Recopiez mot pour mot le passage du texte sur l'antisémitisme en France, en commençant par « Il y a 10 ans » et en allant jusqu'à « long dix ans ! ».

* [Extrait fourni]
☆ ☆ ☆
Il y a 10 ans déjà, Ilan Halimi était horriblement assassiné parce que juif. Cet “anniversaire” sinistre, a été célébré avec solennité et émotion par les membres du

gouvernement. A cette occasion, on a – enfin – reconnu que ce crime n’était pas, comme à l’a dit à l’époque, “un fait divers”, mais bien un acte antisémite et que l’antisémitisme a, depuis ces dernières années, beaucoup prospéré en France. Il était temps.
Pendant dix ans les juifs se sont sentis bien seuls. C’est long dix ans !
Mais voilà déjà près d’une vingtaine d’années, que des voix se sont élevées pour dénoncer et mettre en garde contre un antisémitisme croissant dans notre pays. Ces voix ont été, la plupart du temps, étouffées, ridiculisées, voire ostracisées, et il a fallu beaucoup d’énergie, de constance et de victimes pour qu’enfin l’on reconnaisse la véracité du phénomène. Pour quelles raisons? Simplement parce qu’on a eu affaire à un “nouvel” antisémitisme qui n’était plus seulement paré des oripeaux de l’extrême droite, mais affichait un autre visage : celui de l’islamisme radical et de l’antisionisme. Je ne vais pas refaire l’histoire, mais rappelons-nous comment, en 2014, une manifestation de soutien au peuple palestinien, s’est métamorphosée en manifestation antijuive avec des slogans comme “mort aux juifs” sans que le moindre frisson d’horreur ne vienne parcourir le pays. Et pendant ce temps œuvraient dans l’ombre, auprès des jeunes, les islamistes radicaux, embrigadant, sans être le moins du monde inquiétés, des enfants “issus de l’immigration” et en quête d’une identité que la France, maladroite à leur endroit, n’a pas su leur donner.
☆ ☆ ☆
* [Données enregistrées]
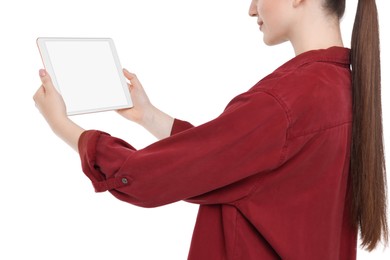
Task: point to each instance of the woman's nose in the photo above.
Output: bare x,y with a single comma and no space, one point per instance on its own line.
253,8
☆ ☆ ☆
* [Réponse]
Il y a 10 ans déjà, Ilan Halimi était horriblement assassiné parce que juif. Cet “anniversaire” sinistre, a été célébré avec solennité et émotion par les membres du

gouvernement. A cette occasion, on a – enfin – reconnu que ce crime n’était pas, comme à l’a dit à l’époque, “un fait divers”, mais bien un acte antisémite et que l’antisémitisme a, depuis ces dernières années, beaucoup prospéré en France. Il était temps.
Pendant dix ans les juifs se sont sentis bien seuls. C’est long dix ans !